▸ The problem
Please print everything from the start of the records down to the line containing "long brown hair", both ends included, reproducing each line unchanged.
--------------------------------------------------
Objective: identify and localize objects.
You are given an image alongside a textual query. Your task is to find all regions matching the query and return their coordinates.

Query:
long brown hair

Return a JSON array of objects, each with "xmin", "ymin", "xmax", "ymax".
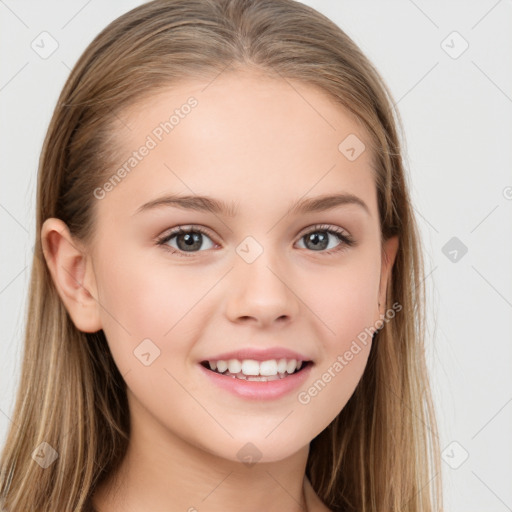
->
--------------------------------------------------
▸ Output of the exercise
Objective: identify and localize objects.
You are given an image alongside a textual query. Your task is to find all regions matching the query and return their coordinates.

Query:
long brown hair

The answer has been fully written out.